## Brano riportato

....................

Papa Francesco, uomo del dialogo

Questo gesuita argentino diventato papa sta insegnando agli uomini e alle donne di oggi che è possibile essere arricchiti da chiunque incontriamo se siamo coscienti che il nostro pensiero non è né unico né superiore a quello degli altri
Papa Francesco e Papa Tawadros in un incontro a Roma

La parola "dialogo" è senza dubbio una delle chiavi del pontificato di papa Bergoglio. Francesco l’ha coniugata a diversi livelli, socio-religiosi, geografici, umani e spirituali. Di fatto, con quel «Buona sera» augurato alle migliaia di persone che erano in piazza San Pietro la sera del 13 marzo del 2013 ha iniziato un dialogo con uomini e donne di ogni continente, di tutti i ceti sociali, ma anche di qualsiasi credo o cultura, di ciascuna etnia. In breve non ha escluso nessuno.

 

Senza dubbio, un'attenzione particolare l’ha avuta verso coloro che credono diversamente dai cattolici e anche verso quanti non hanno un preciso riferimento religioso. Il papa argentino si è posto in una linea di continuità con i suoi predecessori e, come ha fatto notare mons. Miguel Ayuso Guixot, segretario del Pontificio consiglio per il dialogo interreligioso, attraverso il dialogo con il mondo di Paolo VI, il dialogo della pace di Giovanni Paolo II, e il dialogo della carità nella verità di Benedetto XVI, siamo giunti, in cinquant’anni, alla sfida del “dialogo dell’amicizia”, annunciato da Francesco.

 

I segni di questa novità nella continuità sono arrivati pochi giorni dopo l’elezione al soglio pontificio. Nel suo primo incontro con rappresentanze di altre Chiese e Comunità ecclesiali, del mondo ebraico e delle grandi tradizioni religiose, il papa argentino ha lanciato segni importanti e inequivocabili su quella che sarebbe stata la sua road map. Lo ha fatto con gesti significativi: per quell’incontro non ha voluto essere su una pedana al di sopra degli altri, si è rivolto al patriarca Bartolomeo chiamandolo "fratello". Ma ai gesti hanno fatto seguito affermazioni chiare che non hanno lasciato dubbi: «La Chiesa cattolica è consapevole dell’importanza che ha la promozione dell’amicizia e del rispetto tra uomini e donne di diverse tradizioni religiose».

 

Dialogo dell’amicizia, quindi, quello che Bergoglio propone, ma tutt’altro che semplicista o buonista. Infatti, nella Evangelii Gaudium ha precisato con forza che il «dialogo interreligioso è una condizione necessaria per la pace nel mondo, e pertanto è un dovere per i cristiani, come per le altre comunità religiose (EG 250)». Per questo invita a un «dialogo tenace, paziente, forte e intelligente per il quale nulla è perduto». Si tratta di affermazioni forti, che, nel tipico stile bergogliano sono sempre state accompagnate da atti concreti che hanno trasmesso un messaggio altrettanto diretto e preciso. Il papa che si abbraccia con un rabbino e un imam davanti al Muro del Pianto a Gerusalemme è forse l’immagine più emblematica di questo impegno, come lo sono state quelle del recente incontro con il patriarca di Mosca Kirill all’aeroporto de L’Avana a Cuba e il suo attendere il papa copto-ortodosso, Tewadros, fuori del portone della sua residenza a Santa Marta.

....................

## Record grezzi
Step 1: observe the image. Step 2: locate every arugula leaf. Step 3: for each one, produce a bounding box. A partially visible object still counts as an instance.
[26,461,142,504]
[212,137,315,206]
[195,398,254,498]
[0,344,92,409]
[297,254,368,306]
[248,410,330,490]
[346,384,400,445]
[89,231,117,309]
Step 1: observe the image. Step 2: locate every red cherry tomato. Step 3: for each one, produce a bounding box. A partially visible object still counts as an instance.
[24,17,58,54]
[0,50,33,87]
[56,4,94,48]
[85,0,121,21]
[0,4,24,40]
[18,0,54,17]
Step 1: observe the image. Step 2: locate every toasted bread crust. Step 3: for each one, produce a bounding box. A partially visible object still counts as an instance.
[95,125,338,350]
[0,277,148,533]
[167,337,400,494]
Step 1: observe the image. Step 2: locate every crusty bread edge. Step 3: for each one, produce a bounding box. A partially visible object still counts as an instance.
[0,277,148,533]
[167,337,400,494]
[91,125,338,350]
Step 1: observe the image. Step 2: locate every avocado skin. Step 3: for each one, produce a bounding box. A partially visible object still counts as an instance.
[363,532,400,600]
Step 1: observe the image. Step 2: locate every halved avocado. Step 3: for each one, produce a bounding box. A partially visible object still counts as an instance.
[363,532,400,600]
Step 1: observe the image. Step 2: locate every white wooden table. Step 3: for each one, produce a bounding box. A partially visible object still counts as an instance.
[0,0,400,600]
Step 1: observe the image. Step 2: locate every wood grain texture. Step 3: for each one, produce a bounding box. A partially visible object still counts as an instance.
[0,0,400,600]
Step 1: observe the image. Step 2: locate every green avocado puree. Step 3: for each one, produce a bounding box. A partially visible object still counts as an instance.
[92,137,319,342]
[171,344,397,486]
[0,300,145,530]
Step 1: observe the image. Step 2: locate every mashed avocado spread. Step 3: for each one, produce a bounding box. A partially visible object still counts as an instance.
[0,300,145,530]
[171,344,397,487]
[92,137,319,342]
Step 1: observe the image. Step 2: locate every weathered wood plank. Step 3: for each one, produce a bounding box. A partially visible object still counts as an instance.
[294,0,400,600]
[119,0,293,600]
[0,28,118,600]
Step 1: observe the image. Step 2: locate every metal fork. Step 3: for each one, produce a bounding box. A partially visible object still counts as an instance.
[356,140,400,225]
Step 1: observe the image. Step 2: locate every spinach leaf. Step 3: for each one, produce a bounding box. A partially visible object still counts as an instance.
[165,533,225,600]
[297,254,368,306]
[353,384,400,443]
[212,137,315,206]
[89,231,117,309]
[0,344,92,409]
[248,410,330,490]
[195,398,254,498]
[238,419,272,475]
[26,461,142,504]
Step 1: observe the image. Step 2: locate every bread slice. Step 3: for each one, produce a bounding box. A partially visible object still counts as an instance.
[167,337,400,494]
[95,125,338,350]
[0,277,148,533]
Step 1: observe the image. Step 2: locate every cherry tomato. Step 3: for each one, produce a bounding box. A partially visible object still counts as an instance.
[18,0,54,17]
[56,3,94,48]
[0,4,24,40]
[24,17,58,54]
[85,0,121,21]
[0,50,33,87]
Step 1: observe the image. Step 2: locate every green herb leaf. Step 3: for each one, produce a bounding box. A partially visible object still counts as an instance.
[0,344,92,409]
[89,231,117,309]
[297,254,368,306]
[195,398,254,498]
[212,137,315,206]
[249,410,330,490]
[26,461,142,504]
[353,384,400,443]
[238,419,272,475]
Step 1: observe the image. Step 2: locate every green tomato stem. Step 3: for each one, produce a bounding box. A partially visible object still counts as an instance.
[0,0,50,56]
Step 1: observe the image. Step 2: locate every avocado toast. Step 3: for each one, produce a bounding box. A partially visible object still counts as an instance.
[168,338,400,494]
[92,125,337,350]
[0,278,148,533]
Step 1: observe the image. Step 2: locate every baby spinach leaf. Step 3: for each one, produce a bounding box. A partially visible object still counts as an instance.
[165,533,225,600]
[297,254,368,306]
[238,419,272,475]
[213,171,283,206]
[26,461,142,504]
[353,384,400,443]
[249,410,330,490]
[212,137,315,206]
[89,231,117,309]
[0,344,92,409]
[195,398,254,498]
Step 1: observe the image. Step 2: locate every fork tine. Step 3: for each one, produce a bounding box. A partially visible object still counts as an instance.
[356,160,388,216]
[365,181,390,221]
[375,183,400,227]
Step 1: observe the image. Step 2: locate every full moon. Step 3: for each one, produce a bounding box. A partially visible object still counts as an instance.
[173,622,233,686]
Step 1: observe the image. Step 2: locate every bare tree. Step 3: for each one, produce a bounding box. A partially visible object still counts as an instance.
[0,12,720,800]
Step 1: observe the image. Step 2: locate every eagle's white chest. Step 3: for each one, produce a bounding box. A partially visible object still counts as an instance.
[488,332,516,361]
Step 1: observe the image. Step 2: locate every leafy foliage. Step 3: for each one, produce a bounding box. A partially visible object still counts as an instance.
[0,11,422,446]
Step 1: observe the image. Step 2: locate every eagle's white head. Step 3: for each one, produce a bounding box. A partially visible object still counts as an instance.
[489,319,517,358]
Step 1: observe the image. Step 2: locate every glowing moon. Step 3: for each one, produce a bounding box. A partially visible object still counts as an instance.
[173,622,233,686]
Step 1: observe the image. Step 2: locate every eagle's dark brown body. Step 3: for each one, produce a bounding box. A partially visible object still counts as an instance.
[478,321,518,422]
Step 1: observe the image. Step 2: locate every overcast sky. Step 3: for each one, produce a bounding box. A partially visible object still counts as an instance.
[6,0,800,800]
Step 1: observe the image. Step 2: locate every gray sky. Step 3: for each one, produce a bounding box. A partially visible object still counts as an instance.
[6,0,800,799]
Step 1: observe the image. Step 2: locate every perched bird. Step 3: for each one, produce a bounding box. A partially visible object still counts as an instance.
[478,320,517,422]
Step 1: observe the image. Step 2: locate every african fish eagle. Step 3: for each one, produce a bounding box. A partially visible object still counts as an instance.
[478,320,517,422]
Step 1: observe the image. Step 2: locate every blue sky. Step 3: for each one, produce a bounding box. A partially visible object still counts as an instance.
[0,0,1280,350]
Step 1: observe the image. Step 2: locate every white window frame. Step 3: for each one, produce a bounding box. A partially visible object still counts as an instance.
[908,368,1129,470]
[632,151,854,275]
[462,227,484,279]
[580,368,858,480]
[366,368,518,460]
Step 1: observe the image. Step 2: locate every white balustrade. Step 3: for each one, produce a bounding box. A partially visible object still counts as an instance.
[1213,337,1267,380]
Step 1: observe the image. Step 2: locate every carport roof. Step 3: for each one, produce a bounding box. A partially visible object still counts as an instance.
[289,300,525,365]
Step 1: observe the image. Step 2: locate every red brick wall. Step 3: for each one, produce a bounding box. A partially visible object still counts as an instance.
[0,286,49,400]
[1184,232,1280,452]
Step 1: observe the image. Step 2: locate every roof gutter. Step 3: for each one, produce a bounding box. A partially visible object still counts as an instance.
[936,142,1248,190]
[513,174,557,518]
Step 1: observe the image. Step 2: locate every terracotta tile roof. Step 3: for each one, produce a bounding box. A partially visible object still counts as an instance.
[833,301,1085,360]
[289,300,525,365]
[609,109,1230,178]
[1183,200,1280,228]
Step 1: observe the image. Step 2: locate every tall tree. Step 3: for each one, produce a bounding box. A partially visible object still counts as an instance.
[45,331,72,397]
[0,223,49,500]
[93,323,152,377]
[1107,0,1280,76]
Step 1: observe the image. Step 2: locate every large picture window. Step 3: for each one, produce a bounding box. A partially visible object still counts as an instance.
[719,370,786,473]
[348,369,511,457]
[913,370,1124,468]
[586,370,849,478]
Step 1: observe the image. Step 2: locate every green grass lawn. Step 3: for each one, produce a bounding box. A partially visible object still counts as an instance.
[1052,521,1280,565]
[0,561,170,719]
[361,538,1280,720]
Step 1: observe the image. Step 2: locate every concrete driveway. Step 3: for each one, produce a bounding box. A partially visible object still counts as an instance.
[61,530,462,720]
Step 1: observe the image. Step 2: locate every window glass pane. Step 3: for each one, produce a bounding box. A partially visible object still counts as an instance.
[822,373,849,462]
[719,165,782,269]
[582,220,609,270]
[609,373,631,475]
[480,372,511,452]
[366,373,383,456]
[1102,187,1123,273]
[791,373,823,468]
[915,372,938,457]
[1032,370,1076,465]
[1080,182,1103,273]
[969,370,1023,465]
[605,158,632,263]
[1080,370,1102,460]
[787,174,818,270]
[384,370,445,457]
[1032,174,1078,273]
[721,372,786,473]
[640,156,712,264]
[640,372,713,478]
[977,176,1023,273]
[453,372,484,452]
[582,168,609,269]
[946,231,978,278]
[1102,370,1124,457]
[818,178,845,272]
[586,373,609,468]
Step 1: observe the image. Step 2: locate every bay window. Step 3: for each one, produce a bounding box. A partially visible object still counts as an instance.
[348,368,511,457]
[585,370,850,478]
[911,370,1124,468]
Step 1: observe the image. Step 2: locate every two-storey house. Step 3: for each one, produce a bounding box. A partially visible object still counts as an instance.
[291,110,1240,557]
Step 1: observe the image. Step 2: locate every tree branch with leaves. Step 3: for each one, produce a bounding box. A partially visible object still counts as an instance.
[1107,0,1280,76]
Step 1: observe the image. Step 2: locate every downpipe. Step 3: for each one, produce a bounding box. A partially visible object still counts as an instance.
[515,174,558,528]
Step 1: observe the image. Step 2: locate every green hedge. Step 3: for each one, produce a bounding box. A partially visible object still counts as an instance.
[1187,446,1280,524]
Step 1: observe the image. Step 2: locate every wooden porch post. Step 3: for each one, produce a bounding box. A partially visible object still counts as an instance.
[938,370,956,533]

....................

## Esercizi
1. Aggiorna la parte del brano su papa Francesco che si apre con le parole "Papa Francesco, uomo" e si chiude con "ha escluso nessuno.", mettendo "centinaia" al posto di "migliaia".
2. Restituisci identica la parte dei record che si apre con la riga contenente "Step 1: observe the image. Step 2: locate every spinach" e si chiude con la riga contenente "[375,183,400,227]", includendo entrambe le righe.
Il brano e i record sono materiali distinti, senza alcun legame tra loro.

## Risposte fornite
1.
Papa Francesco, uomo del dialogo

Questo gesuita argentino diventato papa sta insegnando agli uomini e alle donne di oggi che è possibile essere arricchiti da chiunque incontriamo se siamo coscienti che il nostro pensiero non è né unico né superiore a quello degli altri
Papa Francesco e Papa Tawadros in un incontro a Roma

La parola "dialogo" è senza dubbio una delle chiavi del pontificato di papa Bergoglio. Francesco l’ha coniugata a diversi livelli, socio-religiosi, geografici, umani e spirituali. Di fatto, con quel «Buona sera» augurato alle centinaia di persone che erano in piazza San Pietro la sera del 13 marzo del 2013 ha iniziato un dialogo con uomini e donne di ogni continente, di tutti i ceti sociali, ma anche di qualsiasi credo o cultura, di ciascuna etnia. In breve non ha escluso nessuno.

2.
Step 1: observe the image. Step 2: locate every spinach leaf. Step 3: for each one, produce a bounding box. A partially visible object still counts as an instance.
[165,533,225,600]
[297,254,368,306]
[353,384,400,443]
[212,137,315,206]
[89,231,117,309]
[0,344,92,409]
[248,410,330,490]
[195,398,254,498]
[238,419,272,475]
[26,461,142,504]
Step 1: observe the image. Step 2: locate every bread slice. Step 3: for each one, produce a bounding box. A partially visible object still counts as an instance.
[167,337,400,494]
[95,125,338,350]
[0,277,148,533]
Step 1: observe the image. Step 2: locate every cherry tomato. Step 3: for each one, produce a bounding box. A partially visible object still counts as an instance.
[18,0,54,17]
[56,3,94,48]
[0,4,24,40]
[24,17,58,54]
[85,0,121,21]
[0,50,33,87]
Step 1: observe the image. Step 2: locate every green herb leaf. Step 3: for each one, produce a bounding box. A partially visible object still counts as an instance.
[0,344,92,409]
[89,231,117,309]
[297,254,368,306]
[195,398,254,498]
[212,137,315,206]
[249,410,330,490]
[26,461,142,504]
[353,384,400,443]
[238,419,272,475]
Step 1: observe the image. Step 2: locate every green tomato stem. Step 3: for each one, produce a bounding box. A partially visible object still counts as an instance.
[0,0,50,56]
Step 1: observe the image. Step 2: locate every avocado toast. Step 3: for each one, produce a bounding box. A partially visible object still counts as an instance.
[168,338,400,494]
[92,125,337,350]
[0,278,148,533]
Step 1: observe the image. Step 2: locate every baby spinach leaf. Step 3: for each one, produce a bounding box. A partially visible object still counts as an instance.
[165,533,225,600]
[297,254,368,306]
[238,419,272,475]
[213,171,283,206]
[26,461,142,504]
[353,384,400,443]
[249,410,330,490]
[212,137,315,206]
[89,231,117,309]
[0,344,92,409]
[195,398,254,498]
Step 1: observe the image. Step 2: locate every fork tine. Step 3: for each one, produce a bounding box. A partially visible object still counts as an instance.
[356,160,388,216]
[365,181,390,221]
[375,183,400,227]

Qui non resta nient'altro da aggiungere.